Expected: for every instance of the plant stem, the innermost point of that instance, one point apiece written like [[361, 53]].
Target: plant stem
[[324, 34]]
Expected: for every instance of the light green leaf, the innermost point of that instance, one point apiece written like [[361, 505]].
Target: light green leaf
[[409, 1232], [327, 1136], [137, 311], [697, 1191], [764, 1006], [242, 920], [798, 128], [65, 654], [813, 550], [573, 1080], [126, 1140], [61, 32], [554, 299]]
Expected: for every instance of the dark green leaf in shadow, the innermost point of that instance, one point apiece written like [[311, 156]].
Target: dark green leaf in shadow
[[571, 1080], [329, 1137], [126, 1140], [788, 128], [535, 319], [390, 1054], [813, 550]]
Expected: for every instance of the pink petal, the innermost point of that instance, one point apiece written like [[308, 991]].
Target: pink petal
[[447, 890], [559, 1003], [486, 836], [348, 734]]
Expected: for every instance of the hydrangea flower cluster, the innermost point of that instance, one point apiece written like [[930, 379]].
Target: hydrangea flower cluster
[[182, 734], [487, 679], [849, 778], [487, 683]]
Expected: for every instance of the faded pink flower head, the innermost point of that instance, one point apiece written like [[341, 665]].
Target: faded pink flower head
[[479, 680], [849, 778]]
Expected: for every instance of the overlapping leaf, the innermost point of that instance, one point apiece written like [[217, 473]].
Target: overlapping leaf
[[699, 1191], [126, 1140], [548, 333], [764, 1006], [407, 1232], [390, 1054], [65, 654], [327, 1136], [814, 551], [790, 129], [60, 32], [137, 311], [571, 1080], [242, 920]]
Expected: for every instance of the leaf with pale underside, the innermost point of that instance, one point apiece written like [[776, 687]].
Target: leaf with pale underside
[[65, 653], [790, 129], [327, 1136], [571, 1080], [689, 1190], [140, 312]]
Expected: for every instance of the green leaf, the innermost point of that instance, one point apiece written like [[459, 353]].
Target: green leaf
○ ○ ○ ○
▸ Written task: Reproduce the entire listing above verbatim, every line in its original order.

▸ Response to this exercise:
Expected: for every instance of the plant stem, the innermost point of that instance, one point apiece written like [[361, 53]].
Target: plant stem
[[324, 34]]
Expected: for every instance of the light green leaf, the innermost point of that instance, one point apiece written like [[361, 505]].
Target: light green leaf
[[409, 1232], [327, 1136], [137, 311], [697, 1191], [764, 1006], [242, 920], [798, 128], [65, 654], [813, 550], [573, 1080], [126, 1140], [61, 32], [554, 299]]
Expected: for every instance of the dark green leaf in shadow, the innermost point of that instance, one point apiece written like [[311, 156]].
Target: dark green leaf in shadow
[[571, 1080], [329, 1137], [126, 1140], [788, 128], [535, 319], [390, 1054], [813, 550]]
Expected: for every instance of the pink petal, the innermost point of that instance, one point apiece written like [[308, 991]].
Target: pink petal
[[447, 890], [559, 1003], [486, 836], [348, 734]]
Expected: for every instance of the hydrangea flower cluster, the innermost point of that instance, one point apiece written like [[930, 379]].
Target: hydrangea flower cluster
[[182, 734], [487, 679], [849, 778], [487, 683]]
Expected: for every instance of the faded pink flower head, the innermost point of that instance, one point apiece written like [[341, 665]].
Target: faded pink flower head
[[479, 680], [849, 778]]
Expected: for every instance of the overlapping leaf, the innermost point of that instance, one point apiece written like [[217, 473]].
Target: overlapping leaf
[[699, 1191], [126, 1140], [548, 333], [764, 1006], [407, 1232], [390, 1054], [65, 654], [327, 1136], [814, 551], [790, 129], [60, 32], [137, 311], [571, 1080], [242, 920]]
Expected: for every instance of the leaf with pale underside, the innermost point of that instance, one point apiece written like [[776, 687]].
Target: leaf with pale underside
[[65, 653], [790, 129], [327, 1136], [571, 1080], [689, 1190], [140, 312]]
Expected: for every instance of the green leaf, the innermost point of that instance, one point apiece written like [[459, 353]].
Target: green leaf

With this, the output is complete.